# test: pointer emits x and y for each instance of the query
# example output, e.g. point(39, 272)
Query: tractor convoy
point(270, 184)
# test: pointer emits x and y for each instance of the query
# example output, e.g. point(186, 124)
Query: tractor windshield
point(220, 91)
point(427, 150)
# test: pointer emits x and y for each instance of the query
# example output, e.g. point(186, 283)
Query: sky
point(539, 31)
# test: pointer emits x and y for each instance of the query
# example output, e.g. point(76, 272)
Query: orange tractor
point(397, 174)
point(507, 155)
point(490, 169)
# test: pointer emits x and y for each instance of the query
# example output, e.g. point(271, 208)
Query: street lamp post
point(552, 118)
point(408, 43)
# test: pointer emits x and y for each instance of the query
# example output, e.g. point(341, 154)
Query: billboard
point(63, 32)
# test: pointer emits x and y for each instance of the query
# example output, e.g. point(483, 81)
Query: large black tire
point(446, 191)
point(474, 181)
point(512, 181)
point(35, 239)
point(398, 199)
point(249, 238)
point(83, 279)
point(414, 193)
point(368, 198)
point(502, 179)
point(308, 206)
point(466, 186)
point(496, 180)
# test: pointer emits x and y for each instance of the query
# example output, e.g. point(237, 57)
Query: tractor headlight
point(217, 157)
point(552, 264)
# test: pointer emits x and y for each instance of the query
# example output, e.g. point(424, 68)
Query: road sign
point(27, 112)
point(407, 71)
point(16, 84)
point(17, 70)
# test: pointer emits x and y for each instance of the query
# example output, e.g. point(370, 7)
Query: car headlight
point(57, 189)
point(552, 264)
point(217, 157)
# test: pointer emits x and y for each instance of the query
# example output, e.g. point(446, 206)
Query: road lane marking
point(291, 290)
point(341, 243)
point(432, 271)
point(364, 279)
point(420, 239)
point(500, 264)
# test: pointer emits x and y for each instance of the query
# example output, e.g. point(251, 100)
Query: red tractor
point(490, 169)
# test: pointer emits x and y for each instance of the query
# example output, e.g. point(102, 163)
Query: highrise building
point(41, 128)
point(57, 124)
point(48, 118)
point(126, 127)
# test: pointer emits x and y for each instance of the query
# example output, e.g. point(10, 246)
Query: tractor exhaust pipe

§

Using only the entries above, output the line with "Query: street lamp post", the line with "# example output, e.g. point(483, 81)", and all lines between them, exactly as they stand.

Query: street lamp post
point(552, 118)
point(408, 43)
# test: pointer emits x and y for each instance of the query
# example output, e.g. point(341, 154)
Query: billboard
point(63, 32)
# test: pointer emits x and y for each instance of the query
# example output, e.g. point(483, 81)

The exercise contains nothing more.